(Page text)
Model Pipeline
 
  Figure 1. Pipeline of the components of model (1) training, (2) evaluation and (3) deployment for typical LLMs.
  There are several components involved in the (1) training, (2) evaluation and (3) deployment pipeline to obtain a Large Language Model (LLM). Model developers decide whether to make each component of those pipelines
private
 or public
, with varying levels of restrictions for
  the latter. These are summarized in Figure 1, and detailed below.
  Model training processes can be grouped into three distinct stages:
pre-training
, where a model is exposed to large-scale
  datasets composed of trillions of tokens of data, with the
  goal of developing fundamental skills and broad knowledge;
  supervised fine-tuning (SFT)
, which corrects for data quality issues in pre-training datasets using a smaller amount
  of high-quality data; and  alignment
, focusing on creating
  application-specific versions of the model by considering
  human preferences. Once trained, models are usually evaluated on openly available evaluation datasets (e.g., MMLU
  by Hendrycks et al., 2020) as well as curated benchmarks
  (e.g., HELM by Liang et al., 2022). Some models are also
  evaluated on utility-oriented proprietary datasets held internally by developers, potentially by holding out some of
  the SFT/alignment data from the training process (Touvron
  et al., 2023a). On top of utility-based benchmarking, developers sometimes create safety evaluation mechanisms
  to proactively stress-test the outputs of the model (e.g., red
  teaming via adversarial prompts). Finally, at the deployment
  stage, content can be generated by running the inference
  code with the associated model weights.
  Classifying Openness
 
  Figure 2. Categorization of the levels of openness of the code and data of each model component.
  To categorize the openness of each component, we introduce the scale presented in Figure 2. At the highest level, a
fully closed
 component is not publicly
  accessible in any form. In contrast, a
  semi-open
 component is publicly accessible but with certain
  limitations on access or use, or it is available in a restricted
  manner, such as through an Application Programming Interface (API). Finally, a fully open
  component is available to the public without any restrictions
  on its use.
(End Page text)
(Available data)
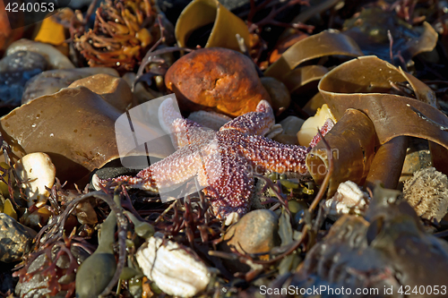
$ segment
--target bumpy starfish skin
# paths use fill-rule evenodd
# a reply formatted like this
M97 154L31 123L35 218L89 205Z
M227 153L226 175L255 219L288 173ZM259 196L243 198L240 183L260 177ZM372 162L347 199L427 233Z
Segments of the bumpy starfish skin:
(End Available data)
(Available data)
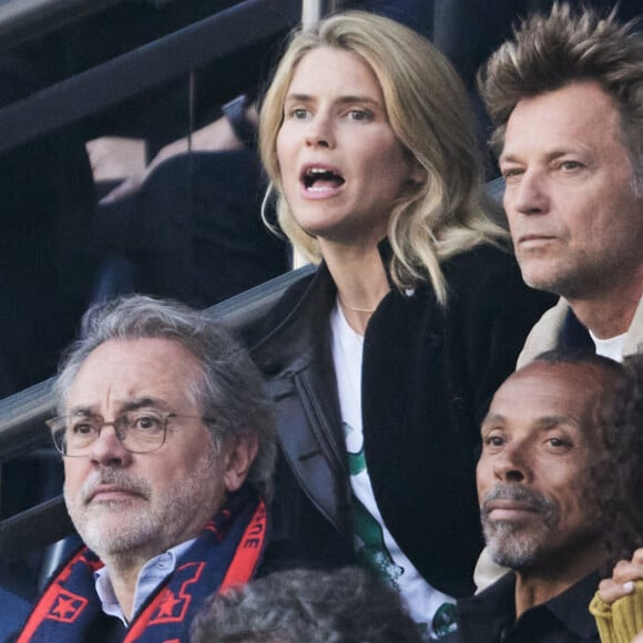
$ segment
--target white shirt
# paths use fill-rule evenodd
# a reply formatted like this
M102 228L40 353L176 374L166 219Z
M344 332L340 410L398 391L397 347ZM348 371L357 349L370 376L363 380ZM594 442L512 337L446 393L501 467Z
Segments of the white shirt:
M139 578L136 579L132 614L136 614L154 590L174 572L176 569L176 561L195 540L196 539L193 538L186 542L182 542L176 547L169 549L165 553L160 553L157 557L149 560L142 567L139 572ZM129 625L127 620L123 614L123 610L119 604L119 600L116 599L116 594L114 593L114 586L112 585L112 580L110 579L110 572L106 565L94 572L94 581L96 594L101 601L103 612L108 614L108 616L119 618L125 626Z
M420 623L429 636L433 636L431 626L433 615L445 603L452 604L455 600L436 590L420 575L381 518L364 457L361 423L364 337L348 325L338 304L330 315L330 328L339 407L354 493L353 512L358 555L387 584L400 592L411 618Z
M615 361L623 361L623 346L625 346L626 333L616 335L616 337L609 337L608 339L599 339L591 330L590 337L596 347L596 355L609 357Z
(End Available data)
(Available data)
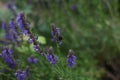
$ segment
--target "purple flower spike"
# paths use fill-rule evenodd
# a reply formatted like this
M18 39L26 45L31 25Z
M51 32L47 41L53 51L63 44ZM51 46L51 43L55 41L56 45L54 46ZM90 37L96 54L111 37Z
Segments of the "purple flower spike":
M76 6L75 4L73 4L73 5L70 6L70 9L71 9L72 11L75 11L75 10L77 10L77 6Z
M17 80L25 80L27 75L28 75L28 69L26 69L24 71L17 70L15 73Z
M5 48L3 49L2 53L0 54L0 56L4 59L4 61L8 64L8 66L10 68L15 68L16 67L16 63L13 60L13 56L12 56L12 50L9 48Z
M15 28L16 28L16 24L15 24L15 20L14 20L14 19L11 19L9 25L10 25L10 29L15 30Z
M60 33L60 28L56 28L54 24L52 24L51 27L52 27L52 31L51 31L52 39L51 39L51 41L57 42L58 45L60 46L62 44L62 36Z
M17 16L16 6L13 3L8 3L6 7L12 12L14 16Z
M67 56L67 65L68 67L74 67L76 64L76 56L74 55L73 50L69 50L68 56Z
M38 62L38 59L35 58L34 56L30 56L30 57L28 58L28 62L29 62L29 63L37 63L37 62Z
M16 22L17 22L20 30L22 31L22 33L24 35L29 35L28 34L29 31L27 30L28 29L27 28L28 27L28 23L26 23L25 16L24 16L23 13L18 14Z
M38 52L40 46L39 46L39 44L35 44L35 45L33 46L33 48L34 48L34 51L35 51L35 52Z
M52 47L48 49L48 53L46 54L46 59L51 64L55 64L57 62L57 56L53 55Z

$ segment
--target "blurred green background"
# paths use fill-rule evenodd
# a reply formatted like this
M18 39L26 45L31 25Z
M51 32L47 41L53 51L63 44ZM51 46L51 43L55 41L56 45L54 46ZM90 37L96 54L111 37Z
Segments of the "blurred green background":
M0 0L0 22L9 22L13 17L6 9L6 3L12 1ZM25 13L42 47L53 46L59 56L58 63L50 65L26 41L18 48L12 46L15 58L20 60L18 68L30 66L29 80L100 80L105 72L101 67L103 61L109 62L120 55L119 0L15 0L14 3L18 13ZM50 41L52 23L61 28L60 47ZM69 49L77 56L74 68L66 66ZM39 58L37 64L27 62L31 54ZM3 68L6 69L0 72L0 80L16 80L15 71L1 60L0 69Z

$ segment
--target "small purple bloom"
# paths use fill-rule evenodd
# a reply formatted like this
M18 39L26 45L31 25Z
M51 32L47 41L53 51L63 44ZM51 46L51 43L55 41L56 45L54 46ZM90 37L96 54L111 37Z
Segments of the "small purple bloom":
(End Available data)
## Your tasks
a: In the model pipeline text, what is the goal of the pre-training stage?
b: Write out the passage of the model pipeline text starting at "There are several" and ending at "and detailed below.".

## Answer list
a: Developing fundamental skills and broad knowledge.

b:
There are several components involved in the (1) training, (2) evaluation and (3) deployment pipeline to obtain a Large Language Model (LLM). Model developers decide whether to make each component of those pipelines
private
 or public
, with varying levels of restrictions for
  the latter. These are summarized in Figure 1, and detailed below.